┌─ MATERIALS PROVIDED
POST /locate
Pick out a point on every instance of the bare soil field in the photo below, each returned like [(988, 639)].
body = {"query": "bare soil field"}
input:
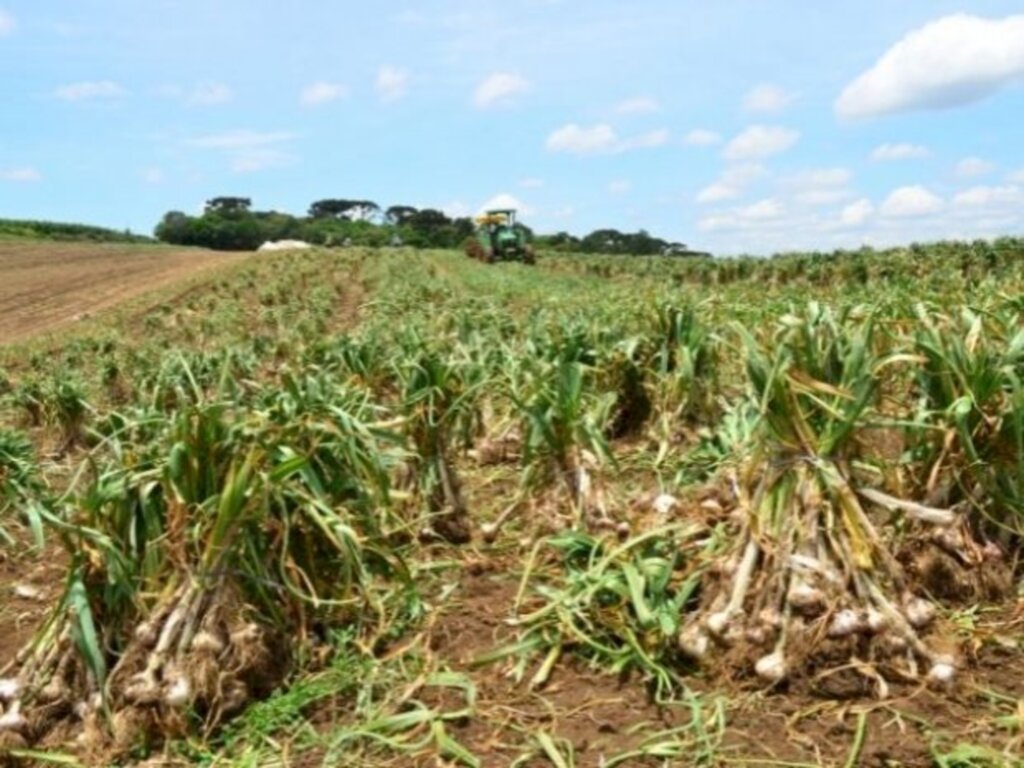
[(46, 287)]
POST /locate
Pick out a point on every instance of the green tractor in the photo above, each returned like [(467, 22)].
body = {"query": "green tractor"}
[(498, 238)]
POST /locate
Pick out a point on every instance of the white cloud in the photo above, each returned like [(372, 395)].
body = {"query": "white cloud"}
[(973, 167), (24, 174), (241, 139), (765, 209), (456, 209), (950, 61), (322, 92), (899, 152), (89, 89), (767, 98), (7, 23), (702, 137), (505, 201), (646, 140), (857, 213), (760, 141), (209, 93), (819, 185), (499, 90), (260, 159), (819, 177), (601, 138), (248, 152), (907, 202), (391, 83), (978, 197), (731, 183), (638, 105), (579, 140), (763, 213)]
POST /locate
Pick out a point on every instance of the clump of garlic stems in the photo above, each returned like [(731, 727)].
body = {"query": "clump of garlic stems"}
[(809, 563)]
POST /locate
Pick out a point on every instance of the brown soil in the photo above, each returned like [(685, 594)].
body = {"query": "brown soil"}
[(47, 287), (30, 582), (601, 715)]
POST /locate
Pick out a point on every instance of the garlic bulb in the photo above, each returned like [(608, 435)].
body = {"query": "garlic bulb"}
[(920, 612), (207, 642), (9, 688), (942, 672), (12, 720), (875, 621), (804, 597), (178, 692), (693, 641), (771, 668), (845, 623), (665, 503), (146, 634)]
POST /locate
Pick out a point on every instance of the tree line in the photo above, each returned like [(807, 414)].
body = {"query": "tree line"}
[(229, 223)]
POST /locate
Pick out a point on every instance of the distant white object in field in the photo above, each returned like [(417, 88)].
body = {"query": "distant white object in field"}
[(285, 245)]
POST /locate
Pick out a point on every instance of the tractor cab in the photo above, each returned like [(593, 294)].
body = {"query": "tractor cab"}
[(499, 239)]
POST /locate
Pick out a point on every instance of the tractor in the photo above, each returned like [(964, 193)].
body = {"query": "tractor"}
[(499, 238)]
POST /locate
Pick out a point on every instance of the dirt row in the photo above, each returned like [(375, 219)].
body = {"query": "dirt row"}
[(47, 287)]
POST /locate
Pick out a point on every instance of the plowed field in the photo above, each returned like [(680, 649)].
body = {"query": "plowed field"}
[(45, 287)]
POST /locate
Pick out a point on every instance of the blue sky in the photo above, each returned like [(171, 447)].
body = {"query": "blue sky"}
[(733, 126)]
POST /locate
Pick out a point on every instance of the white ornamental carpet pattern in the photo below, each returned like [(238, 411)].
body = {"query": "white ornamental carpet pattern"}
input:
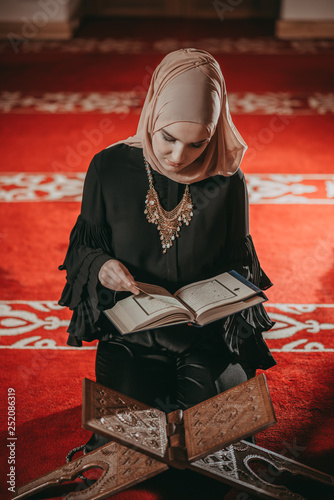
[(124, 102), (316, 189), (42, 325)]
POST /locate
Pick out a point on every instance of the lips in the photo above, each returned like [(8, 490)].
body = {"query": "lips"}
[(172, 164)]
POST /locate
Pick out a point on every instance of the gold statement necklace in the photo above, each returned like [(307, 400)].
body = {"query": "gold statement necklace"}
[(168, 223)]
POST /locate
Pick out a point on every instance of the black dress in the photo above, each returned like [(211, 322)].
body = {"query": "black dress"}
[(112, 224)]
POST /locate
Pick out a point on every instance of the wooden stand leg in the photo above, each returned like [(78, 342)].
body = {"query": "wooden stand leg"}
[(232, 466), (122, 468)]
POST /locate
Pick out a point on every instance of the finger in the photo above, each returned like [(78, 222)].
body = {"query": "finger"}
[(129, 282)]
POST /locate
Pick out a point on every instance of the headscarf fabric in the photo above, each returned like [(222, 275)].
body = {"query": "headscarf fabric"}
[(188, 86)]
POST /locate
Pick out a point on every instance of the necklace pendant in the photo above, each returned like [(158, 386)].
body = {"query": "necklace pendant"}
[(168, 223)]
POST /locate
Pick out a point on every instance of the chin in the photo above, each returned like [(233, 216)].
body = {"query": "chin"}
[(172, 168)]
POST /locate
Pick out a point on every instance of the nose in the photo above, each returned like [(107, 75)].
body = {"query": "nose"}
[(178, 155)]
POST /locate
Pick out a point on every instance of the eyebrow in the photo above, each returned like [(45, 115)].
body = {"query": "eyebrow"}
[(172, 137)]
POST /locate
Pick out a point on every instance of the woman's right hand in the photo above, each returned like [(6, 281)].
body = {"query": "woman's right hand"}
[(114, 275)]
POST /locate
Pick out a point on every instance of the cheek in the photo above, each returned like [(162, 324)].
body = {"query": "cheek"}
[(160, 146)]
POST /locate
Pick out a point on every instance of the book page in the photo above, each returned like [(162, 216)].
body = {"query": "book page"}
[(207, 294), (155, 298)]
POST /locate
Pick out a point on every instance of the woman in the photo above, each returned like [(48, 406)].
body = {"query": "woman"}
[(185, 158)]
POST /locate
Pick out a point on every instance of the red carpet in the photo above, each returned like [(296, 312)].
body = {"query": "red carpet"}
[(60, 104)]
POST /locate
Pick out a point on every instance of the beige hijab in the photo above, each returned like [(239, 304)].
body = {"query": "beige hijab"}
[(188, 86)]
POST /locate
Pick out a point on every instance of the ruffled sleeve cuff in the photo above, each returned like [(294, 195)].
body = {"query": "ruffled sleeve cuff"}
[(83, 289), (243, 331)]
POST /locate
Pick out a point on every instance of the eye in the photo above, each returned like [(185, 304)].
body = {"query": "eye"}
[(168, 139)]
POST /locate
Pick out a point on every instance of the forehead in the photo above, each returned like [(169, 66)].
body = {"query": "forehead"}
[(187, 131)]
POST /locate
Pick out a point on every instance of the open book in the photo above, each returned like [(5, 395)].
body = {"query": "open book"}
[(198, 303)]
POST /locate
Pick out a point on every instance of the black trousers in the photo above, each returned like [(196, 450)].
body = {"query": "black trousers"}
[(168, 368), (181, 364)]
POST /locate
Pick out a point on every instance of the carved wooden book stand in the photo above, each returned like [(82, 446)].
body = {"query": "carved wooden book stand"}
[(147, 442)]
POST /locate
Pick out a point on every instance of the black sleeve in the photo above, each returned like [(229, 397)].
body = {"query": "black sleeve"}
[(89, 248), (243, 331)]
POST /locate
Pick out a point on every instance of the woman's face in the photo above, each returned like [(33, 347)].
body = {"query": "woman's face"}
[(178, 145)]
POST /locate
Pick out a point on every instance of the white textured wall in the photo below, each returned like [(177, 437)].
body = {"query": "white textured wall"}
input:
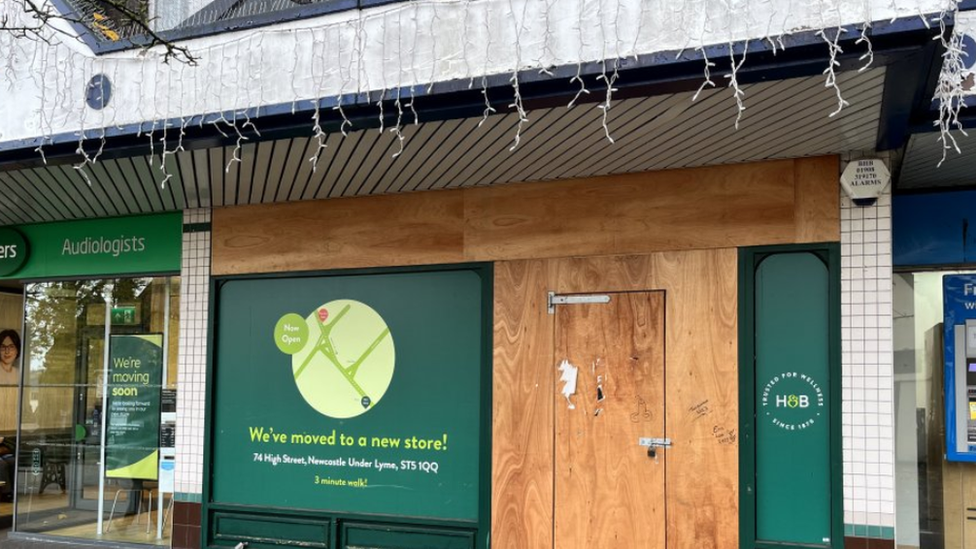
└─
# TASK PROMPT
Every entry above needs to be printed again exactly, with its pictures left out.

# RESULT
POST /locate
Pick out a point on every instance of the bare soil field in the photo below, each returned like [(988, 639)].
body = {"query": "bare soil field"}
input:
[(46, 287)]
POST /locate
Pick out a point on every instance of the green tractor in the photo above, each returned like [(467, 22)].
body = {"query": "green tractor"}
[(498, 238)]
POST /locate
Pick out a point on every instance of the white cloud in the photo above, each returned like [(372, 395)].
body = {"query": "white cloud"}
[(973, 167), (24, 174), (241, 139), (765, 209), (456, 209), (950, 61), (322, 92), (899, 152), (89, 89), (767, 98), (7, 23), (702, 137), (505, 201), (646, 140), (857, 213), (760, 141), (209, 93), (819, 185), (499, 90), (260, 159), (819, 177), (601, 138), (248, 152), (907, 202), (391, 83), (978, 197), (731, 183), (638, 105), (579, 140), (763, 213)]
POST /locate
Pick out a point on every instance of the clump of garlic stems in the photo above, each returned like [(731, 727)].
body = {"query": "clump of garlic stems"}
[(809, 563)]
POST /locate
Pick out a point on every instance of the brown soil in the photo above, each returned like [(685, 594)].
body = {"query": "brown soil"}
[(47, 287), (30, 582), (601, 715)]
POST /locate
Pick out a point on every instance of the garlic bulb in the photo above, each returned like [(608, 435)].
body = {"query": "garlic bulb"}
[(920, 612), (207, 642), (9, 688), (942, 672), (12, 720), (875, 621), (804, 597), (178, 692), (693, 641), (771, 668), (845, 623), (665, 503), (146, 634)]
POST /locate
Pick out a point on every instance of the tree line in the photo above, each returned like [(807, 414)].
body = {"query": "tree line"}
[(229, 223)]
POST /locate
Pick out a point on every instance of the distant white object in field in the photo above, each returned like [(417, 88)].
body = {"query": "distant white object in field"}
[(285, 245)]
POST /locate
Pick out a point on every instance of the tractor cab in the photo above, each returned like [(593, 294)].
body = {"query": "tractor cab"}
[(499, 239)]
POST /locate
Pick out a point on every instance of the tractor in the photo above, each returned like [(964, 193)].
body = {"query": "tractor"}
[(499, 238)]
POST /locate
Pick out a point on every instance of the dirt row in the photo above, each returned like [(375, 219)].
body = {"query": "dirt row"}
[(47, 287)]
POST /locate
Pick out a point on every instance of the plowed field in the photo above, each returned like [(680, 649)].
body = {"query": "plowed field"}
[(45, 287)]
POST /locate
Pick out a point on every instance of the blue sky in the photo above, each returned like [(171, 447)].
body = {"query": "blue sky"}
[(733, 126)]
POST /locate
Pick out a point on every instance of the white ornamental carpet pattern in the photo below, each returned like [(238, 411)].
body = {"query": "white ornamental carpet pattern"}
input:
[(124, 102), (316, 189), (42, 325)]
POST /locate
Pick out a point on every instance of the lips in the photo above, each returned like [(8, 490)].
body = {"query": "lips"}
[(172, 164)]
POST /locate
Pick out a point on every instance of the gold statement necklace in the photo above, each returned like [(307, 400)].
body = {"query": "gold statement necklace"}
[(168, 223)]
POST /locate
Pick out a point on every instance of the black dress in the photo above, each returned like [(211, 322)].
body = {"query": "black dress"}
[(112, 224)]
POST /locate
Pick out a point on every instance of the wooden stand leg in the photo above, each returned like [(78, 342)].
body = {"query": "wooden stand leg"}
[(232, 466), (122, 468)]
POST /locate
Pick out a point on every instance of the finger in the photo above, each returned like [(78, 222)].
body = {"query": "finger"}
[(129, 282)]
POST /locate
Pick out a point on every instance of the headscarf fabric in the photo above, each returned like [(222, 275)].
body = {"query": "headscarf fabric"}
[(188, 86)]
POST /locate
Pick out a point on every instance of the necklace pendant in the photo above, each returned like [(158, 386)].
body = {"query": "necklace pendant"}
[(168, 223)]
POST /locate
Pick out a point on every instance of the chin in the photo above, each returned like [(233, 216)].
body = {"query": "chin"}
[(172, 168)]
POST /locate
Pick out a point on every instance of the nose in the photo above, each returned like [(107, 75)].
body = {"query": "nose"}
[(178, 155)]
POST /locate
Pick out a point on every instance of the eyebrow in the photo above, each returned like [(45, 115)].
body = {"query": "eyebrow"}
[(172, 137)]
POST /locate
Pick out a point on every instance of the woman's right hand in the photo above, each returned like [(6, 281)].
body = {"query": "woman's right hand"}
[(114, 275)]
POST /locate
Pick out a point on every instance of the cheek in the photo above, each returned like [(162, 324)].
body = {"query": "cheek"}
[(160, 146)]
POST /locate
Pick out a point on every instance of the book page in the photo above, each returned like [(162, 216)].
body = {"query": "book page"}
[(207, 294), (155, 298)]
POST /locate
Pick out a point on every instance of the woman in the photo above, each returned like [(48, 406)].
body = {"query": "woman"}
[(185, 158)]
POST /locate
Pick out a point on every instance of the red carpet in the photo above, each returned like [(296, 312)].
body = {"query": "red carpet"}
[(60, 104)]
POST /locate
Pick out a point on every instance of the beige hijab in the photo above, each returned like [(239, 304)].
body = {"query": "beige hijab"}
[(188, 86)]
POST /locate
Pick out a point on every instance of the ruffled sleeve cuff in the photo above, each returned like [(294, 195)].
body = {"query": "ruffled sleeve cuff"}
[(83, 289), (243, 331)]
POST /locate
Pick out a point on every instance of the eye in the photo above, each returned like [(185, 304)].
body = {"query": "eye"}
[(168, 139)]
POST /locate
Pick out a point on every instance of the forehead in the photo above, each returned like [(169, 66)].
body = {"query": "forehead"}
[(187, 131)]
POST /locate
Pick out a point on every instance of the open book in the photo above, each returned like [(5, 395)].
body = {"query": "open book"}
[(198, 303)]
POST /locate
Pick out a point on every instance of the black trousers in the photo above, each returned like [(196, 450)].
body = {"query": "black trousers"}
[(168, 368), (181, 364)]
POST /locate
Pick out a point on every instance of the carved wooden book stand in the photo above, each returned like [(82, 446)].
body = {"query": "carved wooden book stand"}
[(147, 442)]
POST /locate
Pick out a point on every instance of the black sleeve in the photo above, each returned like [(229, 397)].
body = {"query": "black sleeve"}
[(89, 248), (243, 331)]
POST /locate
Pick out a point on every instance of the woman's face in the photo above, each returned like [(33, 347)].
body = {"query": "woman's face"}
[(178, 145)]
POST /locate
Pick out a point on every instance of the white textured wall in the photo below, each returned like [(177, 437)].
body = {"query": "white textured wall"}
input:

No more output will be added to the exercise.